**Task instructions**
With the string "before" as the filter, copy each matching line from the records.
### Provided data ###
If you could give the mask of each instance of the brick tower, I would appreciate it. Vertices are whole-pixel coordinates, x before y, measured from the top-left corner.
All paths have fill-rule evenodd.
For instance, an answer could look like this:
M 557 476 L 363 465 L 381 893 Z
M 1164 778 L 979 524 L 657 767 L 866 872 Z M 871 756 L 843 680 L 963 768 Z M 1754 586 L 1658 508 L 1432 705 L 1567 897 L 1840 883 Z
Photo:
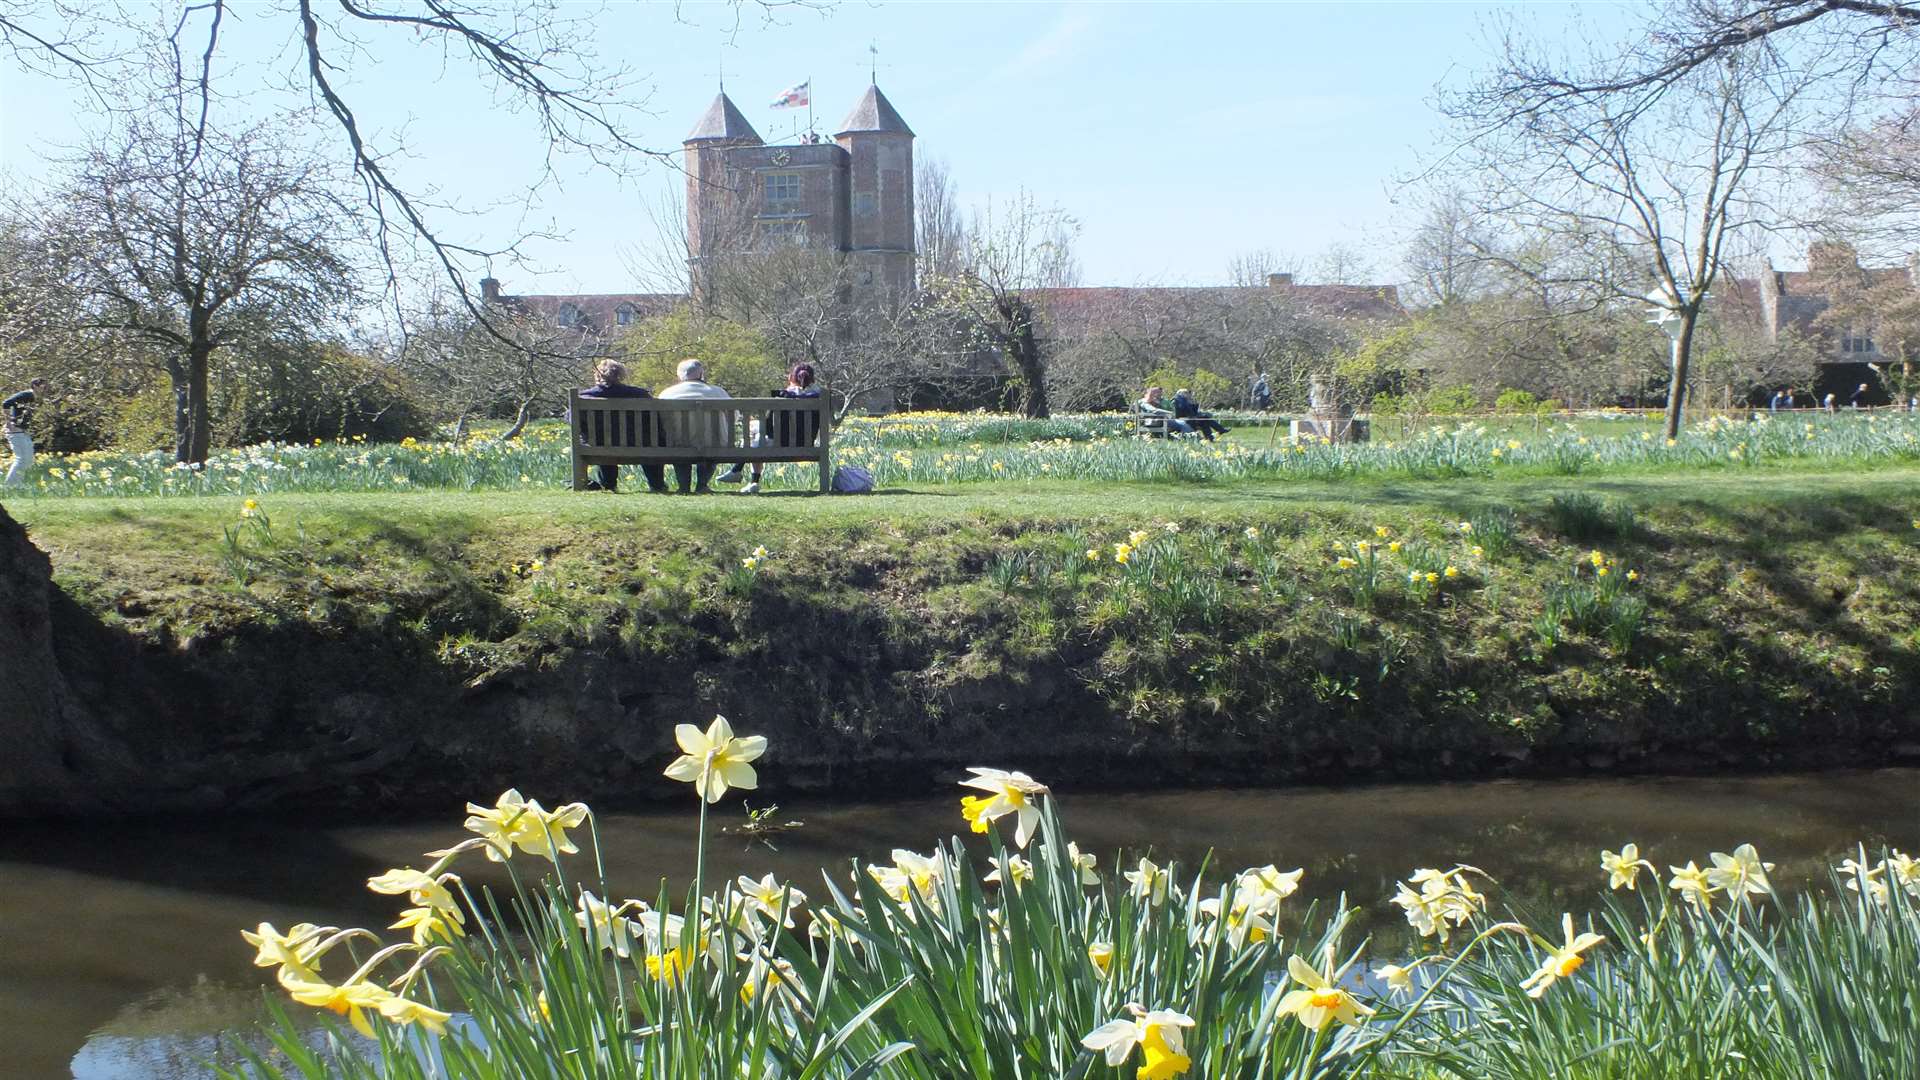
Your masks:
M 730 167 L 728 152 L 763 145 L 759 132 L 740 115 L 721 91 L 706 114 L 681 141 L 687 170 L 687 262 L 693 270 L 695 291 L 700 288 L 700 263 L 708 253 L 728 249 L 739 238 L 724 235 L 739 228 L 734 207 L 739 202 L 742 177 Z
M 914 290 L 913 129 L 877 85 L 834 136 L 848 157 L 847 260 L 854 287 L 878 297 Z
###
### Provided data ###
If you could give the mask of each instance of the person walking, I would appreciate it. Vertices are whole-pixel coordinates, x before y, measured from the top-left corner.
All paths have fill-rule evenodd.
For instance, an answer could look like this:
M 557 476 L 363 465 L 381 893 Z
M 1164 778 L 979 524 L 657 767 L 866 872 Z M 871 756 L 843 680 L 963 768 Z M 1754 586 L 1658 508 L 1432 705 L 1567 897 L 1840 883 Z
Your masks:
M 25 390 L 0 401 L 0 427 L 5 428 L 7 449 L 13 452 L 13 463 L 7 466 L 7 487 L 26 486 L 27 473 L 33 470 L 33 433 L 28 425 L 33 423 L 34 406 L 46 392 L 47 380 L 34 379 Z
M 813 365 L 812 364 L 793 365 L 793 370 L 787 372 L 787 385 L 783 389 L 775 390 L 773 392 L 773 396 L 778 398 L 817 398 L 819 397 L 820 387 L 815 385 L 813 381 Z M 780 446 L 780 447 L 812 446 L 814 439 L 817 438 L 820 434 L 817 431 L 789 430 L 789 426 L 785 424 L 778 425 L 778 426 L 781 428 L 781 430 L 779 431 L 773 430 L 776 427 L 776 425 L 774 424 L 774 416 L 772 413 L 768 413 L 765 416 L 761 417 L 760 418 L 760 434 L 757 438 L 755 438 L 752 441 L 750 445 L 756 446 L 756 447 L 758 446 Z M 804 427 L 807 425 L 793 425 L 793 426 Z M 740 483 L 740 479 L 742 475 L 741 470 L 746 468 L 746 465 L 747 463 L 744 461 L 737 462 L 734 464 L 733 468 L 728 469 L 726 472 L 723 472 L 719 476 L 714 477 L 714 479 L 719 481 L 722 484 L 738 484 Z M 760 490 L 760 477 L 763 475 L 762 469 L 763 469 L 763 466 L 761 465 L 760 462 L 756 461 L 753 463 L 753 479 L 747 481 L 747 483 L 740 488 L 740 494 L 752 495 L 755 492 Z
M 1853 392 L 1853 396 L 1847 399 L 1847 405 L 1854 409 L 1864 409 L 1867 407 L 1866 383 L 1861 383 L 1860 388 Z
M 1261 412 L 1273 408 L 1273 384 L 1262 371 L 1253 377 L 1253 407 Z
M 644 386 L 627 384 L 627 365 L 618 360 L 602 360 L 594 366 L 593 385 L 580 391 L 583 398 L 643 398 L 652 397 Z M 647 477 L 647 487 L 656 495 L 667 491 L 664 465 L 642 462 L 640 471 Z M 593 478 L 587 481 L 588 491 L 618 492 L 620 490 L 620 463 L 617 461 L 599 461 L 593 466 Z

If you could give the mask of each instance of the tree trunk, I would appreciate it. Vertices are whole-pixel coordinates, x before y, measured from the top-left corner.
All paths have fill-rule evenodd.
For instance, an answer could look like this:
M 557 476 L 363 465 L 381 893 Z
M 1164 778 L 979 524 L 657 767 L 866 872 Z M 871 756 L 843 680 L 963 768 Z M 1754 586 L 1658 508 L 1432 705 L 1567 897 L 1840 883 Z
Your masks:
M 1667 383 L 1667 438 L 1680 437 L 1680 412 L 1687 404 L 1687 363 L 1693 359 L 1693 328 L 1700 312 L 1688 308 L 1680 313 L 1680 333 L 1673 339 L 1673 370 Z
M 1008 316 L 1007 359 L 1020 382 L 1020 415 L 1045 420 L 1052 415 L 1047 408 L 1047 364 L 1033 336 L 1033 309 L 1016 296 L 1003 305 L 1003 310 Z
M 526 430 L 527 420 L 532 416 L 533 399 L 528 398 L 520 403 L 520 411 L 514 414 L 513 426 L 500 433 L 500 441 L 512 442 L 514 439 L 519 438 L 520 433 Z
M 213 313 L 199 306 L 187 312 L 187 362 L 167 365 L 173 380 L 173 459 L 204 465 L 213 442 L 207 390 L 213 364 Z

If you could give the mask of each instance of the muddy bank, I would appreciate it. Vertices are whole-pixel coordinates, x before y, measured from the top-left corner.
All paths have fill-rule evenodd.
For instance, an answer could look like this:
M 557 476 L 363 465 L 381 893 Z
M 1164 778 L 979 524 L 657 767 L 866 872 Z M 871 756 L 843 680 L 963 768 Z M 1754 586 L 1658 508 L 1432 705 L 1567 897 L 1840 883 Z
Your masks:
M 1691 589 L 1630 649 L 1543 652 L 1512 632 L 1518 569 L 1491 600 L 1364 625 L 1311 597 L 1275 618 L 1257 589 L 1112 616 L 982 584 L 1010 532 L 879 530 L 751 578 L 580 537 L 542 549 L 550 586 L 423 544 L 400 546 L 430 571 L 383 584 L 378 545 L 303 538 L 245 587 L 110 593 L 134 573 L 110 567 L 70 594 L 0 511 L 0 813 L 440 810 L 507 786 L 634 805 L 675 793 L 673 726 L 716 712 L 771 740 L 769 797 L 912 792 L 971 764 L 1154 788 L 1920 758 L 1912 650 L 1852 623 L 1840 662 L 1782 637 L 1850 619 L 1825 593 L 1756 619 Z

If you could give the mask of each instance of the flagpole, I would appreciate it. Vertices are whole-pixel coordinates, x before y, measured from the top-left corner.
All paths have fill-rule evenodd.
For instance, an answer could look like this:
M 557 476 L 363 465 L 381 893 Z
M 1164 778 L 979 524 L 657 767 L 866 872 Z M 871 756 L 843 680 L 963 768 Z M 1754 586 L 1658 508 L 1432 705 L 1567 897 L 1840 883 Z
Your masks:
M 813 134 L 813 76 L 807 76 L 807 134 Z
###
### Provided data ###
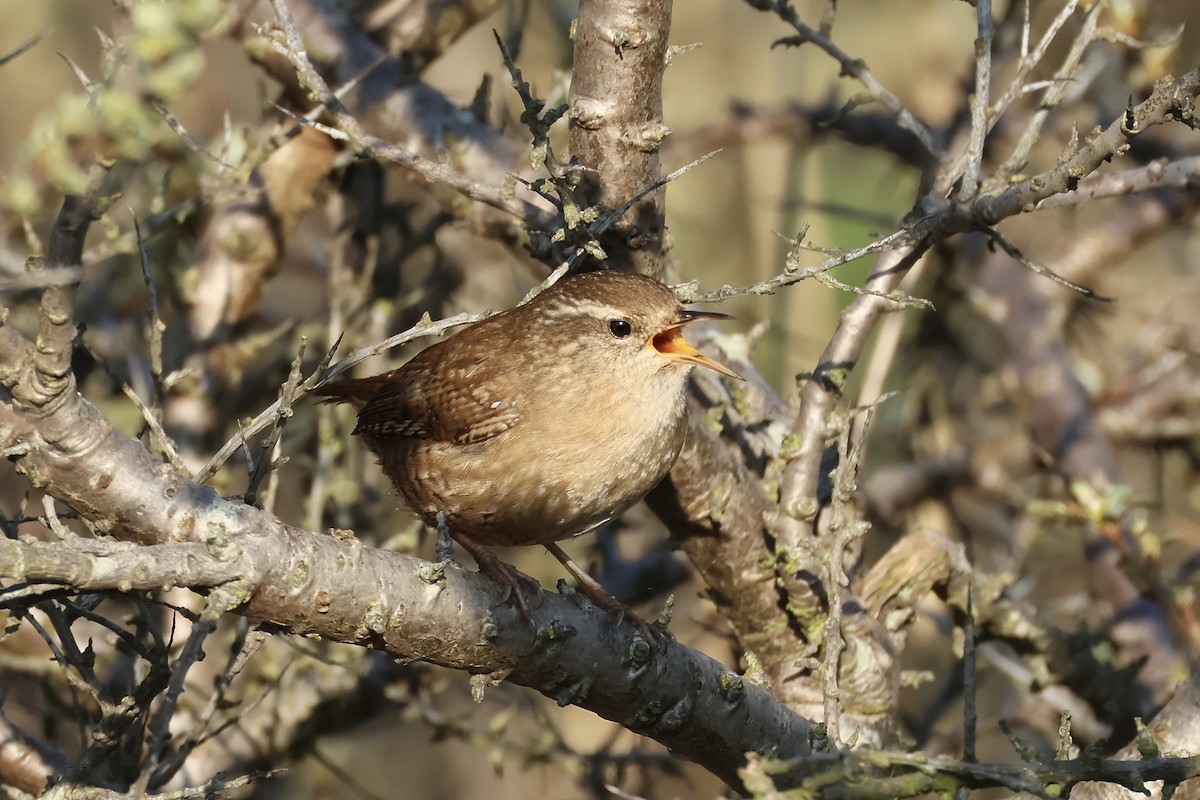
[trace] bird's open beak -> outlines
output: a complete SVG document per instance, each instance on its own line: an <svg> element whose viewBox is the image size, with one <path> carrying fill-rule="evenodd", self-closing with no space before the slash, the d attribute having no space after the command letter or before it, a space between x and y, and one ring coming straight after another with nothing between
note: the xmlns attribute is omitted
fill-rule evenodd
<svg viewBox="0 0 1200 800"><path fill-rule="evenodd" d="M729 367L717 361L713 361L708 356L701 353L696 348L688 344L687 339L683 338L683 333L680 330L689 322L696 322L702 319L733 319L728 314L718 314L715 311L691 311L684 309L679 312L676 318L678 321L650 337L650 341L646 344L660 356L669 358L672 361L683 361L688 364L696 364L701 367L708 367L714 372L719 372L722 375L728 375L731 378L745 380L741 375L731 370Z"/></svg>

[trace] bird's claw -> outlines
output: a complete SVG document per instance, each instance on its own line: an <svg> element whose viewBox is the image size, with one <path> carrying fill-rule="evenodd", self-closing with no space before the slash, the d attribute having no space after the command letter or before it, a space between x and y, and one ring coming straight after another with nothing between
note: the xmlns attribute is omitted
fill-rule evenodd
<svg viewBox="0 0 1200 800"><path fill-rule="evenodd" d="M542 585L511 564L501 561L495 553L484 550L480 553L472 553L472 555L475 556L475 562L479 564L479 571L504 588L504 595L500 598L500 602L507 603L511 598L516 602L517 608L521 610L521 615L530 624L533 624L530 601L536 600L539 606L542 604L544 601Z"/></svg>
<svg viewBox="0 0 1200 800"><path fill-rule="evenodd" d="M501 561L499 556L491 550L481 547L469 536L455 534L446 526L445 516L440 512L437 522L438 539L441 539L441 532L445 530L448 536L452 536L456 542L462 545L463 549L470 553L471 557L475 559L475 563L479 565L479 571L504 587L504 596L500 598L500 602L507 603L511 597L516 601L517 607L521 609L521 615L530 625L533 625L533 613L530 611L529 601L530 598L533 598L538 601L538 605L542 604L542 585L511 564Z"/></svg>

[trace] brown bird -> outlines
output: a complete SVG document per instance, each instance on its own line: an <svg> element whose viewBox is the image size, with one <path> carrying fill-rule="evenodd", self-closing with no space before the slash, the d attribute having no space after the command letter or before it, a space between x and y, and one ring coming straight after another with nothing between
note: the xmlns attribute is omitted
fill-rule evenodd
###
**Response**
If you could give the mask of each instance of the brick tower, I would appreciate it. Vertices are whole-pixel coordinates, x before y, measured from the top-left corner.
If you could give the mask of each instance of the person walking, I would appreciate it. Vertices are whole-pixel coordinates, x before y, measured from the top-left corner.
If you could give the mask of each instance of the tree trunk, I would appreciate it. Vertices are whole-pixel coordinates, x before y, measured from the top-left corner.
If you could give the mask of each instance of the muddy bank, I would appreciate it. Vertices are whole-pixel coordinates, x before y, measured from the top-left corner.
If you could give the mask of each instance of the flagpole, I would appreciate it. Vertices are whole-pixel coordinates, x before y, measured from the top-left corner.
output: a complete SVG document per instance, each instance on its own line: an <svg> element whose viewBox is the image size, with one <path> carrying fill-rule="evenodd", self-closing with no space before the slash, the d attribute having no space after the command letter or before it, a space between x and y, and one ring coming straight after another with nothing between
output: a complete SVG document per instance, each instance on its own line: an <svg> element whose viewBox is the image size, with one <path> carrying fill-rule="evenodd", self-closing with no space before the slash, the d attribute having no space after the command letter or before it, a space between x and y, and one ring coming straight after another with nothing between
output: a complete SVG document per instance, each instance on its own line: an <svg> element whose viewBox is the image size, with one <path> carrying fill-rule="evenodd", self-closing with no space before the slash, the d attribute having no space after the command letter or before it, a space between x and y, and one ring coming straight after another with nothing between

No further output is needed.